■ Required tasks ■
(a) In the post on toxins in consumer products, condense the paragraph beginning "To be clear, much of the article" into a shorter version that keeps its main facts.
(b) Copy the stretch of the post on toxins in consumer products from "David Leonhardt argues" through "other such substances.", renaming "consumer safety" as "public safety".

■ Source document ■
Wednesday, March 31, 2010

More Externalities -- Toxins and Consumer Products

David Leonhardt argues that the US is not doing enough to regulate the toxins in our consumer products in the NYTImes:

Every society needs to make a choice about how to prioritize consumer safety. If you try too hard to avoid problems, you can end up stifling daily life. Outlawing gasoline, for instance, would doubtless reduce pollution and respiratory disease, but no one is suggesting such a step. Europe, with its hostility to genetically modified foods, arguably errs on the side of being too cautious about chemicals and other such substances.

But the United States clearly seems to be on the other side of the line. We are not taking toxic risks seriously enough.

Several common diseases, like certain cancers and developmental disorders, have been rising in recent decades, and scientists are not sure why. In some cases, evidence suggests chemicals may be the reason.

Nobody can be sure, though. The science is not far enough along, partly because our regulation of toxins is so limp. Companies don’t have to release much of their internal safety data. And regulators face a terribly high burden of proof. They can often take action only after they have demonstrated that a substance is harmful — a task that corporate secrecy can make impossible.

To be clear, much of the article is not directly about the negative externalities associated with chemical use. Rather, Leonhardt is mainly focused on another source of market failure -- lack of information. For the market to work "properly", all the parties to a transaction need to have full information about what they are buying. Leonhardt's main argument is that consumers are frequently ill-informed about the chemicals they are consuming (and the long term effects of that consumption on their health and well-being). As such, he argues that the government should be more involved in obtaining information from manufacturers and informing consumers about the risks of various products (or perhaps more directly involved in the protection of consumers by preventing the manufacture and sale of "dangerous" products).

Region pointing data:
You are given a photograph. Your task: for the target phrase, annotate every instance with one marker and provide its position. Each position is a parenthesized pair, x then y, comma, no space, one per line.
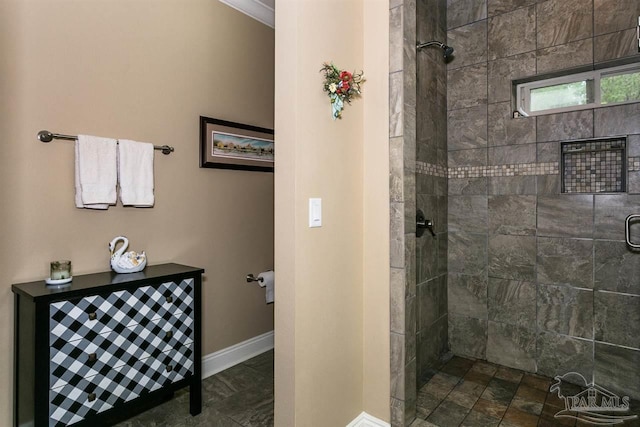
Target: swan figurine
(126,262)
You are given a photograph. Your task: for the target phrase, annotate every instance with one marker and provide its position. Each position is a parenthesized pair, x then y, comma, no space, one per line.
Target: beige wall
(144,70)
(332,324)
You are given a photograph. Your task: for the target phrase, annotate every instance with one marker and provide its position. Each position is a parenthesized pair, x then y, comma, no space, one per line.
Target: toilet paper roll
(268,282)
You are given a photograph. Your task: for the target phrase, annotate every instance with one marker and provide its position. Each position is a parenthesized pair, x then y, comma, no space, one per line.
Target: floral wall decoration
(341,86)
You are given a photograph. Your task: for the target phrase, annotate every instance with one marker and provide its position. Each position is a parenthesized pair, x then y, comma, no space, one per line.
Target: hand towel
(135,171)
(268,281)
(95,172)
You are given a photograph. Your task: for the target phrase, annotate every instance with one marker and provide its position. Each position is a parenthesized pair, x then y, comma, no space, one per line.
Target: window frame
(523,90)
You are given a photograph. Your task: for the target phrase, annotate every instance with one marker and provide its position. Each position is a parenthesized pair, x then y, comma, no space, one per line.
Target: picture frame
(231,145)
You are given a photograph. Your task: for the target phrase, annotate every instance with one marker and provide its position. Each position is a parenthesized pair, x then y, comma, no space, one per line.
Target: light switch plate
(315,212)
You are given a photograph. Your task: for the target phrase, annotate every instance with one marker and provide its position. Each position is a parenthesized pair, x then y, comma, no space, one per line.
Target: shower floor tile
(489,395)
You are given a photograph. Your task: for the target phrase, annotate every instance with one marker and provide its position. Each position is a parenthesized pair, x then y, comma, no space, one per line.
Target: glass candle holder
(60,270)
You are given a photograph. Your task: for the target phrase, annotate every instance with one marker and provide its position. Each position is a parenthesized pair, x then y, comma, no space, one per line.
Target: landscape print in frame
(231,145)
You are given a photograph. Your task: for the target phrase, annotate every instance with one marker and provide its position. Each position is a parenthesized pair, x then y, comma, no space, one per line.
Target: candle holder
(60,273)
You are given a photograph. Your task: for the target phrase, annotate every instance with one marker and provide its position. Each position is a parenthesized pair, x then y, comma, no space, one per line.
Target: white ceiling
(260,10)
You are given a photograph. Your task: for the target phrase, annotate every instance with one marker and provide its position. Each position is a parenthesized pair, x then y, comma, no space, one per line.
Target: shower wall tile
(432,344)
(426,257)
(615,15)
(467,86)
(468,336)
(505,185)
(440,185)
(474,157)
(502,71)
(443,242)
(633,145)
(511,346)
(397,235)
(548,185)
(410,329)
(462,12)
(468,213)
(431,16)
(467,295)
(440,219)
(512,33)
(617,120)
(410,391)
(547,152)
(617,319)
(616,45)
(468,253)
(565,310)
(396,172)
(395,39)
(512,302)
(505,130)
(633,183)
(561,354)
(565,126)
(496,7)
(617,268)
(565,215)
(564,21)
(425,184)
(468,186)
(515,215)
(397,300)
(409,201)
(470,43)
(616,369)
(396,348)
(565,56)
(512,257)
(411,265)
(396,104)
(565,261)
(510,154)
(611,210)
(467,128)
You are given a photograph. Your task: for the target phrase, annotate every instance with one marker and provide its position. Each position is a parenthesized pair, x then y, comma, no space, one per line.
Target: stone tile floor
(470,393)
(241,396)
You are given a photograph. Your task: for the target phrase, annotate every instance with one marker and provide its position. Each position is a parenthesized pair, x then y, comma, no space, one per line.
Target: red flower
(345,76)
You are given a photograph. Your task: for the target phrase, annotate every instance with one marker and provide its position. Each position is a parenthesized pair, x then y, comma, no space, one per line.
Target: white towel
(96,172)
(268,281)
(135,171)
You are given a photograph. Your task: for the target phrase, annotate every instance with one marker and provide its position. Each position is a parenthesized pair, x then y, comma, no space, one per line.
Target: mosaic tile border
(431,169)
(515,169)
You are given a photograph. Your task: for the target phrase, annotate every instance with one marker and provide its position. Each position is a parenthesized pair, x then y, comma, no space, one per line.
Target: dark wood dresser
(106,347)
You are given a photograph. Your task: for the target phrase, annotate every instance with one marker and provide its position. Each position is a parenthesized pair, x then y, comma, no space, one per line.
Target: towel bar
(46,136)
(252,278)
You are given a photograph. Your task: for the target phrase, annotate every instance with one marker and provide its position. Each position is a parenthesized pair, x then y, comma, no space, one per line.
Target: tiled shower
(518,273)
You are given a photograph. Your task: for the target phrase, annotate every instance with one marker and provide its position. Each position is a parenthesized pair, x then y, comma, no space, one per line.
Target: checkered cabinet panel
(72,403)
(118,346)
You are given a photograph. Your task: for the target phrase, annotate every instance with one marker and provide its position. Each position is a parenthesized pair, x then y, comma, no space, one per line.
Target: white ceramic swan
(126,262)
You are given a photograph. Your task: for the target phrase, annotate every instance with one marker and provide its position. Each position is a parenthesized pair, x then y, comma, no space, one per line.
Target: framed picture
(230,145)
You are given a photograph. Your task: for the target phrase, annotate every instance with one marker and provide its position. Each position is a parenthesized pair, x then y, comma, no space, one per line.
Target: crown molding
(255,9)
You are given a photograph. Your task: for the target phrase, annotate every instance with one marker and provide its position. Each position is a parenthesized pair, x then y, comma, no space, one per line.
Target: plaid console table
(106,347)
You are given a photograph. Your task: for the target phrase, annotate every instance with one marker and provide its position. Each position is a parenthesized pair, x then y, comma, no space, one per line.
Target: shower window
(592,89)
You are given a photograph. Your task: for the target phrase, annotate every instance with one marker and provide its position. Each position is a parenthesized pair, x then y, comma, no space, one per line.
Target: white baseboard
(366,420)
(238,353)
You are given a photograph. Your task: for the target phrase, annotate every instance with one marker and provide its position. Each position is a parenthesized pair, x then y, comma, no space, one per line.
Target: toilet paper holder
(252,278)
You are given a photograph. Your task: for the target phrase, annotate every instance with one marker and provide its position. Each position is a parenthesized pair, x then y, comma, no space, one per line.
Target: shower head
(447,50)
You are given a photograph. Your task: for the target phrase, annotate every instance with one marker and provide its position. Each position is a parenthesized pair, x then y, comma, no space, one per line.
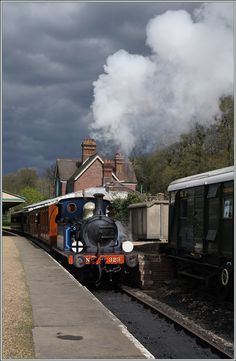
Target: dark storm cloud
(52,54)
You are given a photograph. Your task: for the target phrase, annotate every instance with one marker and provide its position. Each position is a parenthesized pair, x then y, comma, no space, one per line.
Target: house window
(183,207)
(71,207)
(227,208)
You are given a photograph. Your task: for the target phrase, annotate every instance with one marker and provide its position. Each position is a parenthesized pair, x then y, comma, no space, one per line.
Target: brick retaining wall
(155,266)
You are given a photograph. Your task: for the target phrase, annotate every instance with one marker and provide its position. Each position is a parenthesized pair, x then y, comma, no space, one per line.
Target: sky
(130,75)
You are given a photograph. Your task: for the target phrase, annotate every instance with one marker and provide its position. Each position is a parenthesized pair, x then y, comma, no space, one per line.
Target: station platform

■ Response list ■
(a) Much of Leonhardt's article concerns a different market failure than the negative externalities of chemical use: lack of information. For a market to work properly, every party to a transaction needs full information about what they are buying. Leonhardt's main argument is that consumers are often ill-informed about the chemicals they consume and the long-term effects on their health and well-being. He therefore argues that the government should do more to obtain information from manufacturers and tell consumers about product risks. It could also protect consumers more directly by preventing the manufacture and sale of "dangerous" products.

(b)
David Leonhardt argues that the US is not doing enough to regulate the toxins in our consumer products in the NYTImes:

Every society needs to make a choice about how to prioritize public safety. If you try too hard to avoid problems, you can end up stifling daily life. Outlawing gasoline, for instance, would doubtless reduce pollution and respiratory disease, but no one is suggesting such a step. Europe, with its hostility to genetically modified foods, arguably errs on the side of being too cautious about chemicals and other such substances.